• Assigned task 1:
Answer these from the marshmallow-test discussion below:
(a) How many children were in the studies behind the original results?
(b) Which factor does the quoted article give as an example of what the researchers controlled for?
(c) Whose questions does one commenter call legitimate?
• Assigned task 2:
Reproduce word for word the passage of the marshmallow-test discussion starting at "What you say" and ending at "many from 1900-2000.".

This very article is about how the original paper did not control enough for confounding factors:

> Watts and his colleagues were skeptical of that finding. The original results were based on studies that included fewer than 90 children—all enrolled in a preschool on Stanford’s campus. In restaging the experiment, Watts and his colleagues thus adjusted the experimental design in important ways: The researchers used a sample that was much larger—more than 900 children—and also more representative of the general population in terms of race, ethnicity, and parents’ education. The researchers also, when analyzing their test’s results, controlled for certain factors—such as the income of a child’s household—that might explain children’s ability to delay gratification and their long-term success.

The quote you copy-pasted from the article has nothing to do with my comment.
You complain to GP for not considering that the people who published the original Marshmallow test paper had controlled for confounding factors. In the opening paragraph, other researchers complain about just that.

In other words: a more sensible reading of GP's comment would be as a reaction to said paragraph.

I asked why OP is dismissing the possibility that the authors considered the specific factors OP mentioned.

The quote you posted did not address that question. That is why it is not related to my comment, like I already said.

What you say is essentially an appeal to authority. The questions of wombat92 are legitimate and it is the job of the journalist to answer them in the article. "They are professional, they know their job" is not a valid scientific argument.
What gave you the idea that I was making a scientific argument?
I don't understand this researcher worship. How many papers from 1800-1900 are still valuable? How many from 1900-2000.

Fact is that academia is grossly overstaffed and under publication pressure. Most papers aren't worth much, especially in the social sciences.

Even in CS there are few seminal papers, and I mean the level of Tukey, Dana Scott, Pollard...

LOL, what are you talking about? I asked why OP had such a dismissive attitude towards the original paper, and that's "researcher worship"? Gotta be one of the most toxic responses I've gotten so far on HN.

• Supplied entries:
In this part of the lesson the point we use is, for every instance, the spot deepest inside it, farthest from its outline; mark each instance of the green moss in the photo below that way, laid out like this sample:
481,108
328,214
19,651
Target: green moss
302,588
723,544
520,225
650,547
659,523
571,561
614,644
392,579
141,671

• Your solution 1:
(a) Fewer than 90.
(b) The income of a child's household.
(c) wombat92's.

• Your solution 2:
What you say is essentially an appeal to authority. The questions of wombat92 are legitimate and it is the job of the journalist to answer them in the article. "They are professional, they know their job" is not a valid scientific argument.
What gave you the idea that I was making a scientific argument?
I don't understand this researcher worship. How many papers from 1800-1900 are still valuable? How many from 1900-2000.